Every record should be repeated exactly, except that pictures are left out.

——————————

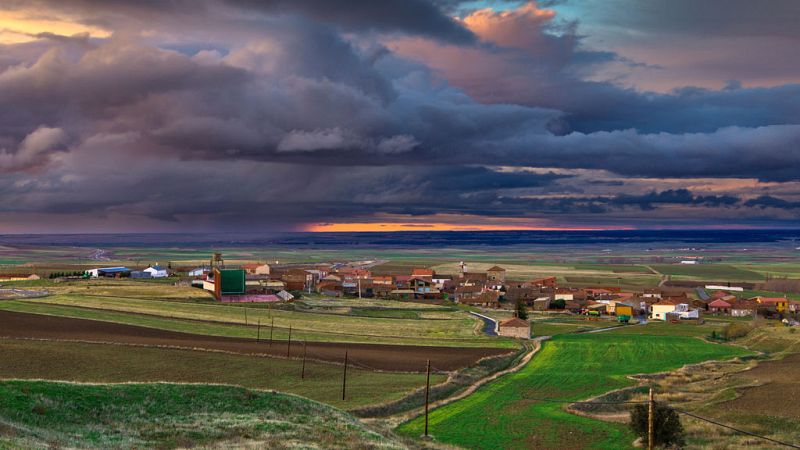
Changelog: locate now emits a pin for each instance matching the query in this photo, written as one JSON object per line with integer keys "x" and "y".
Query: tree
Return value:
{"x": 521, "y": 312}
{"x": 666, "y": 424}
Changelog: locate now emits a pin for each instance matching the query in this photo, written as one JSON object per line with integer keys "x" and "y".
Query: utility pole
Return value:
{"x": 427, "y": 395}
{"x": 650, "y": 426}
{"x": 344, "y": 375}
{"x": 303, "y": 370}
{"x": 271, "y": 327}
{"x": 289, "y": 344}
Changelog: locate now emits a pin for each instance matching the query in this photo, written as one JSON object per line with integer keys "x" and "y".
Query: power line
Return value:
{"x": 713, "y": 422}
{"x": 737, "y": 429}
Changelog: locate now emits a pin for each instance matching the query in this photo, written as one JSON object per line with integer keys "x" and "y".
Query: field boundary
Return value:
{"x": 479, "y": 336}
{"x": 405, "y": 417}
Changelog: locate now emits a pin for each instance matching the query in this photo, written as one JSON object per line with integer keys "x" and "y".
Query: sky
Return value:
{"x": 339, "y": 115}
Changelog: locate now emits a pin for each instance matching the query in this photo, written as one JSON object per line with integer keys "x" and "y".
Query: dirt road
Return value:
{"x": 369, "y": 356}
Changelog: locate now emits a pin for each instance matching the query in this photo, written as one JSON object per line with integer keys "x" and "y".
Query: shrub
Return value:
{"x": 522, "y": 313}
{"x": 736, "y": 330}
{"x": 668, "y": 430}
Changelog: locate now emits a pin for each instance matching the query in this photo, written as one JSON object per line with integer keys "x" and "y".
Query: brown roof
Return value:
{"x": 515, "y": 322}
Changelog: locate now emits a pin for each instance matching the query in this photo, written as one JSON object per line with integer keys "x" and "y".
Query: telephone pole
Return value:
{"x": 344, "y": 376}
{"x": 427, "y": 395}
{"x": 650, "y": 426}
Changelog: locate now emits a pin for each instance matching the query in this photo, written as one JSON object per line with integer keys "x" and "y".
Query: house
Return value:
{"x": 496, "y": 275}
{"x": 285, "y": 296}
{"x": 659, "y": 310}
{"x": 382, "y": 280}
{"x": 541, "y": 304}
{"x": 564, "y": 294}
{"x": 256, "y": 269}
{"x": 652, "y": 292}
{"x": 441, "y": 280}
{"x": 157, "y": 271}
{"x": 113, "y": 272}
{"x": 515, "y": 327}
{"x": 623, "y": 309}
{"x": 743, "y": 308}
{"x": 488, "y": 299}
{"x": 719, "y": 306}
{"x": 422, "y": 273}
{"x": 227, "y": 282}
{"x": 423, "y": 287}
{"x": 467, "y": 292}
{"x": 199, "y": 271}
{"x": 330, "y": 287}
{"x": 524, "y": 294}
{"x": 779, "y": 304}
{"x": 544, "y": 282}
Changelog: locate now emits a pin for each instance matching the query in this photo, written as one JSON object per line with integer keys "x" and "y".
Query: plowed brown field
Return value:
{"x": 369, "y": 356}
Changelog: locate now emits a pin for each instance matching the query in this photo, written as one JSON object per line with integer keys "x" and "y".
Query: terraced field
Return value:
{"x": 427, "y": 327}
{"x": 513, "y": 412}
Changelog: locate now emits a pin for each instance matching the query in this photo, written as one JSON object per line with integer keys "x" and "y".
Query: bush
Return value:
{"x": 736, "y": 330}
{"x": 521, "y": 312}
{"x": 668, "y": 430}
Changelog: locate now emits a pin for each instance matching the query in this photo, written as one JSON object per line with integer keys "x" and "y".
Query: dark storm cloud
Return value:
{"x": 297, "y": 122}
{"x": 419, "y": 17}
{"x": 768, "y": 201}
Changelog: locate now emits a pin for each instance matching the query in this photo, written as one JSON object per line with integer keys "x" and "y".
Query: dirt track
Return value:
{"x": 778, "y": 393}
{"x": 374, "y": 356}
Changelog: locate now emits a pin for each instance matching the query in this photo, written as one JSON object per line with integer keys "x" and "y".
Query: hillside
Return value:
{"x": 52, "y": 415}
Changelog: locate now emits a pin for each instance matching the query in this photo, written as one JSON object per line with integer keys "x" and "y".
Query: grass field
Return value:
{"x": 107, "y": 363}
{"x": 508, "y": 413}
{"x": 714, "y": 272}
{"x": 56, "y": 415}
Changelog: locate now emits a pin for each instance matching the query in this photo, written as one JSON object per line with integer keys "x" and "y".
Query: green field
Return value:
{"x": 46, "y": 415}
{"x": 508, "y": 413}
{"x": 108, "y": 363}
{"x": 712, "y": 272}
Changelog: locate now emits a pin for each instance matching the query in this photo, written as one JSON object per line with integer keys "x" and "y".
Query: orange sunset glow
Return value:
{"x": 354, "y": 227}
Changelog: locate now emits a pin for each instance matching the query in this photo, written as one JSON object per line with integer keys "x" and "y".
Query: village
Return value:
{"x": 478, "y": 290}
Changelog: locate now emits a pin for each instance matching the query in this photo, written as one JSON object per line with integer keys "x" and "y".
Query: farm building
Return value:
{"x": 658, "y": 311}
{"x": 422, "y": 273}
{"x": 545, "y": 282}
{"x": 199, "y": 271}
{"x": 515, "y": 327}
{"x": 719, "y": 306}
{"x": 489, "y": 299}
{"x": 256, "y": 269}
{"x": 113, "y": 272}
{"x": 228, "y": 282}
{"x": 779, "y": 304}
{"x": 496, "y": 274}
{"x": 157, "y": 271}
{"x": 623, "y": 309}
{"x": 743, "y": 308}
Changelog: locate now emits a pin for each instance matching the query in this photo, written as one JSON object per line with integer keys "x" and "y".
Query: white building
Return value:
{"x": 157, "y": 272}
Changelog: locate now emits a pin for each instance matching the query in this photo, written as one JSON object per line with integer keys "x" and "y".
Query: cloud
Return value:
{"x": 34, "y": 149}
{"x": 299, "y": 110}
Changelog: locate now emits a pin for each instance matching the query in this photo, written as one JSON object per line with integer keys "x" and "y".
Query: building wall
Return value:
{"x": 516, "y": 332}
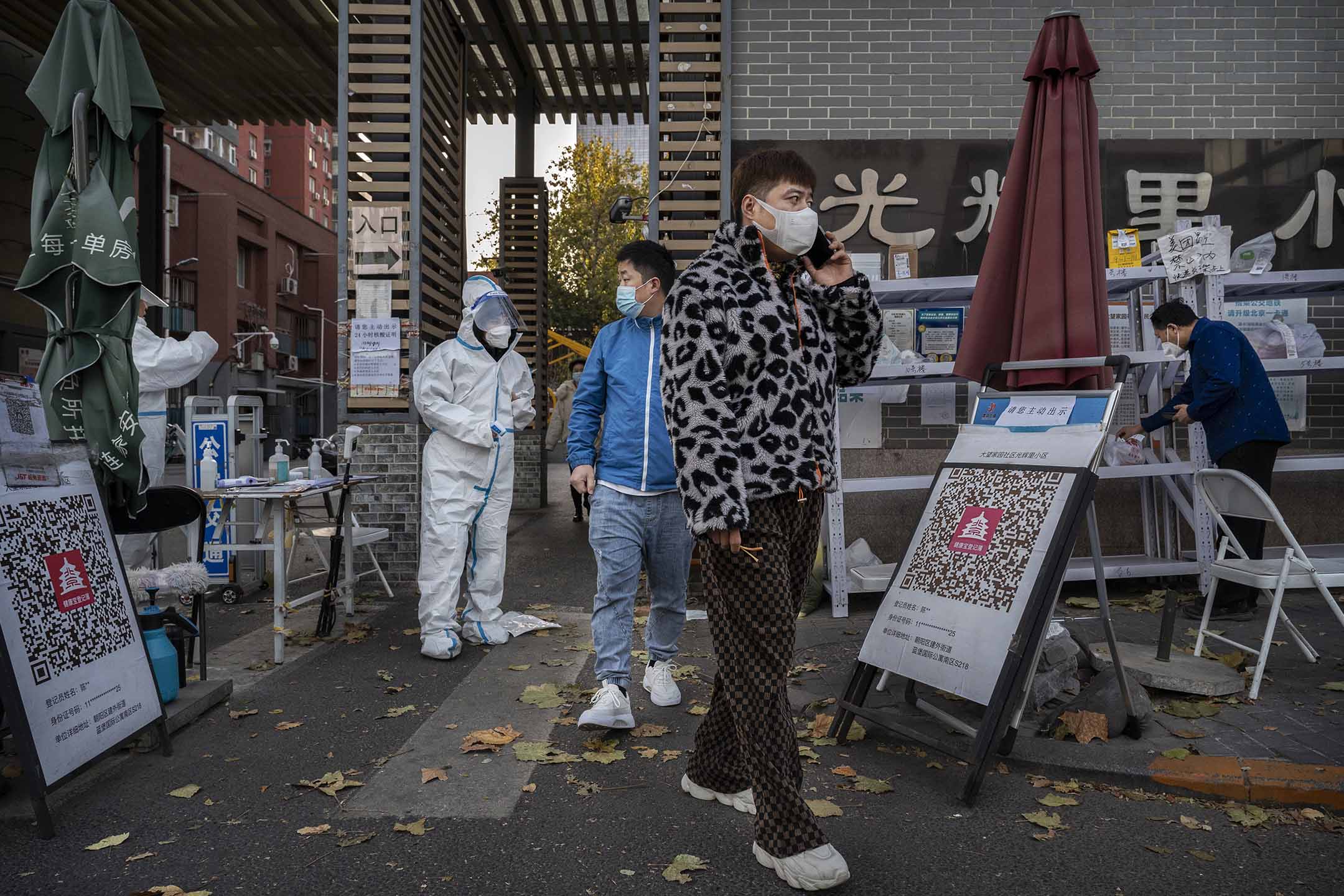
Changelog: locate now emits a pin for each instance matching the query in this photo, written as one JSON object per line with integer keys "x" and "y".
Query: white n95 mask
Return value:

——————————

> [Task result]:
Changelog: locate now emits a pin for each instance matching the query in this photo, written as one JSON object per line with integer keys "x" and "y".
Query: tree
Return value:
{"x": 521, "y": 312}
{"x": 666, "y": 424}
Changelog: locate now emits a pin for each instance matching the query in this photo, written as one JSON object per line with integer keys "x" and "y".
Query: utility pole
Return value:
{"x": 427, "y": 395}
{"x": 650, "y": 426}
{"x": 344, "y": 375}
{"x": 303, "y": 370}
{"x": 271, "y": 327}
{"x": 289, "y": 344}
Changelog: locate now emits a pin for each instance matching the query in this photo, written as one JSON object per line with integer keys "x" and "y".
Query: power line
Return value:
{"x": 713, "y": 422}
{"x": 737, "y": 429}
Changelog: locate now emits a pin for each instance matching the query in this photo, written as one JSON object per line with integer keys "x" and "y".
Query: field boundary
Return value:
{"x": 479, "y": 336}
{"x": 405, "y": 417}
Changelog: locate now emits a pin for each instance matching the query in this photo, written as one JSON object per line with integer keys "x" and "y".
Query: sky
Return value:
{"x": 339, "y": 115}
Changelog: locate now emits a pin for each instance matching the query in this photo, written as one JSON object per line with integer keys "x" and "y".
Query: dirt road
Return value:
{"x": 369, "y": 356}
Changelog: locate now emits a pin for each instance matching the query in this photo, written as one JSON object per line with integer keys "x" and "y".
Query: shrub
Return value:
{"x": 522, "y": 313}
{"x": 736, "y": 330}
{"x": 668, "y": 430}
Changelog: locate now emits a pin for each instance matching the query in this photo, written as one JSON object per line with integer keys "x" and "y".
Query: brown roof
Return value:
{"x": 515, "y": 322}
Changelog: locate now emits a pin for each instance matching the query in this photo, written as one JSON object per line with integer keys "x" and "y".
Query: telephone pole
Return value:
{"x": 344, "y": 376}
{"x": 427, "y": 395}
{"x": 650, "y": 426}
Changelog: locate now emits a pin for each instance matching the query in this photo, written as one JSON object per line with integer keys "x" and "y".
Query: house
Return value:
{"x": 496, "y": 275}
{"x": 285, "y": 296}
{"x": 659, "y": 310}
{"x": 382, "y": 280}
{"x": 541, "y": 304}
{"x": 564, "y": 294}
{"x": 256, "y": 269}
{"x": 652, "y": 292}
{"x": 441, "y": 280}
{"x": 157, "y": 271}
{"x": 113, "y": 272}
{"x": 515, "y": 327}
{"x": 623, "y": 309}
{"x": 743, "y": 308}
{"x": 488, "y": 299}
{"x": 719, "y": 306}
{"x": 422, "y": 273}
{"x": 227, "y": 282}
{"x": 423, "y": 287}
{"x": 467, "y": 292}
{"x": 199, "y": 271}
{"x": 330, "y": 287}
{"x": 524, "y": 294}
{"x": 779, "y": 304}
{"x": 544, "y": 282}
Changelog: locate now emits a pin for each instance matching the query in this photo, written as one JSON object per line with integer keys "x" and "y".
Query: plowed brown field
Return value:
{"x": 369, "y": 356}
Changelog: locate now emits a pin for each instance matching the query in this photo, written as one JSON object per line with integer keys "x" and "y".
Query: terraced field
Return value:
{"x": 427, "y": 327}
{"x": 513, "y": 412}
Changelog: locate now emits a pin for each instance matching the query in this photo, written as one JSON object per line with integer keys "x" and "y".
Query: bush
Return value:
{"x": 736, "y": 330}
{"x": 521, "y": 312}
{"x": 668, "y": 430}
Changelog: locate now emits a pin for each instance matching the query in this photo, written as one JSON object per line with integer keys "x" and "y".
Query: dark storm cloud
Return value:
{"x": 297, "y": 122}
{"x": 419, "y": 17}
{"x": 768, "y": 201}
Changelog: locate now emits a pin for each instance matching the query in this photo, written as one JSON object per line with integer keys "x" and "y".
Query: dirt track
Return value:
{"x": 778, "y": 393}
{"x": 374, "y": 356}
Changelog: locate now emits a pin for each instance matching the query in this photo, written as one JSON object per line with integer keys "x" and "y".
Query: hillside
Return value:
{"x": 52, "y": 415}
Changelog: locate now emits a pin for each instance matching the query in this photo, written as one JSON object per line with integer keys "x" and "y".
Query: grass field
Return value:
{"x": 107, "y": 363}
{"x": 508, "y": 413}
{"x": 714, "y": 272}
{"x": 56, "y": 415}
Changelog: locate now emits a pin for each instance matching the query in this photo, written as one JSON object per line with integer keys "x" and "y".
Query: green field
Return value:
{"x": 46, "y": 415}
{"x": 508, "y": 413}
{"x": 108, "y": 363}
{"x": 712, "y": 272}
Changelog: locate now emits a pin for each instance matching the query in this photo, written as one JSON object per line with integer keys "x" and "y".
Query: orange sunset glow
Return value:
{"x": 354, "y": 227}
Changelog: locate now emits a pin for each instance matching the query in this photo, written as one JSON object per line with integer keys "x" and "y".
Query: village
Return value:
{"x": 478, "y": 290}
Changelog: locate now emits a pin for each instance matching the query in this photo, written as one JSON object per line with integer keys "x" and "y".
Query: farm building
Return value:
{"x": 658, "y": 311}
{"x": 422, "y": 273}
{"x": 545, "y": 282}
{"x": 199, "y": 271}
{"x": 515, "y": 327}
{"x": 719, "y": 306}
{"x": 489, "y": 299}
{"x": 256, "y": 269}
{"x": 113, "y": 272}
{"x": 228, "y": 282}
{"x": 779, "y": 304}
{"x": 496, "y": 274}
{"x": 157, "y": 271}
{"x": 623, "y": 309}
{"x": 743, "y": 308}
Changelog: locate now emits a pin for each instance matching the query in this photo, written as one JSON object per line with integer keys "x" and "y".
Query: white building
Return value:
{"x": 157, "y": 272}
Changelog: locate now emits a pin for each instance matching the query in this photo, written as one JSON object per line with integer keys "x" and "y".
Query: cloud
Return value:
{"x": 34, "y": 149}
{"x": 299, "y": 110}
Changelog: locate now emits a pin for each instance matching the query in this photo, written as one JSON object per line with integer keys "x" and "y".
Query: building wall
Return value:
{"x": 516, "y": 332}
Changelog: locate now emits a pin for each instance matching the query in this photo, written as one JSON object per line with integer keys "x" and "y".
Query: white n95 mask
Return value:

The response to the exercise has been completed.